LIST OF TASKS:
• A. In the xPore issue thread, what k-mer length does the default model_kmer file hold?
• B. Print the stretch of the xPore issue thread from "Regarding to your" through "in the diffmod.log?".
** EXERCISE PASSAGE follows **
Closed callumparr closed 3 years ago
Sorry for you inconvenience. The error handling is still in progress.
xpore-diffmod will output all the positions that are differentially modified even slightly.
You are right that some positions of a gene don't pass the t-test, so they will not be in the output. The t-test option is just used to speed up xpore-diffmod, and of course not all differently modified positions are tested, resulting in lower sensitivity. In my paper, I don't use this option to produce the results, but of course the processing time will be longer because there are more positions to be modelled by xPore.
Regarding to your error, can I ask if you run on DNA? Because xPore uses prior information, called model_kmer, saying about the mean and std for each kmer, this information should be consistent with your kmer e.g. 5-mers or 6-mers. The default model_kmer file is stored internally in the package, but this is 5-mer information. In the next version, we will allow users to specify the path to their own model_kmer file in the config file.
Hey, thanks for the speedy reply.
So I should expect that the no. of hdf5 model files to equal the number of processed genes in the diffmod.log?
It is direct RNA data. It got to about half way through the data set then got this kmer with N.
I tried to resume but same issue. Would there be a way to track down which position and read is causing the issue so I can remove it from data set.
Yes, if you use --save_models, you should get the number of .hdf5 files equal to the number of processed genes.
xpore-dataprep doesn't check if there is "N" in the kmer. So, you can remove any invalid kmers from nanopolish output and rerun xpore-dataprep again. If you remove it from data.json, it would require data.index to be modified according, which is difficult. So, I suggest to modify the nanopolish output by removing the entire row containing invalid kmer.
Sounds good. Although with eventalign file the size of 300Gb that might take a while.
Here I searched on the reference k-mer in the eventalign.txt file, I think this is correct, and output the line it appears on if it does.
awk -F "\t" '{print $3}' /analysisdata/rawseq/bcl/callum/Mouse_aging/eventalign/Day3_06_DRS/Day3_06_pass_eventalign.txt | fgrep -n "CCGNC"
I cannot find any in the 4 input libraries prepared with data-prep for analysis with diffmod.
Also, nanopolish outputs "NNNNN" in the model k-mer if it thinks the signal is unexpected/weird. I guess this doesn't matter forxpore because there are many entries for this type.
xpore-dataprep already removes the "NNNNN" Kmers. But it's strange that you can't find "CCGNC".
So I know everything worked well when I just ran on one replicate for each condition and not using --genome flag so I will try dataprep step again this time without --genome but more replicates.
I noticed something weird when I ran salmon on some other library where the log output said about removing non ACTG sequences. I could try it on these libraries and see if get similar warning.
Running through qsub. Error happens and then job hangs without exiting. Similar to other issues which cause errors. No further genes processed for one day so killed it. Restarted with -resume but unsure if this also affected the model output. Should the number of models output be the same as the number of genes processed? Some genes don't pass the t-test so in this case they don't output a model?
** End of EXERCISE PASSAGE **
** AVAILABLE DATA follows **
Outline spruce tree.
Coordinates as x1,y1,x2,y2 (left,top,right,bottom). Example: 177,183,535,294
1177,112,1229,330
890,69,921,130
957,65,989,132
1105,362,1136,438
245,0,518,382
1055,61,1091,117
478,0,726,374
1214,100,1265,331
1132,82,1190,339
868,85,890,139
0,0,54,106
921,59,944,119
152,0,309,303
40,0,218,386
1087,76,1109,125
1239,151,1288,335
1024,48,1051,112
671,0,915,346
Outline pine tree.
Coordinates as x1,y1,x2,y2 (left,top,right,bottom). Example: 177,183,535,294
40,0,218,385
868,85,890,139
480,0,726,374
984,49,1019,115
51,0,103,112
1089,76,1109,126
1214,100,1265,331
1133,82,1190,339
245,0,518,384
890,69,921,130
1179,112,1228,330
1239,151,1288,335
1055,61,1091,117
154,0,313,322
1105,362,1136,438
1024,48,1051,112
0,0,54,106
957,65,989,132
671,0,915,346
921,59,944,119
** End of AVAILABLE DATA **
ANSWERS PROVIDED:
• A. It holds 5-mer information.

• B.
Regarding to your error, can I ask if you run on DNA? Because xPore uses prior information, called model_kmer, saying about the mean and std for each kmer, this information should be consistent with your kmer e.g. 5-mers or 6-mers. The default model_kmer file is stored internally in the package, but this is 5-mer information. In the next version, we will allow users to specify the path to their own model_kmer file in the config file.
Hey, thanks for the speedy reply.
So I should expect that the no. of hdf5 model files to equal the number of processed genes in the diffmod.log?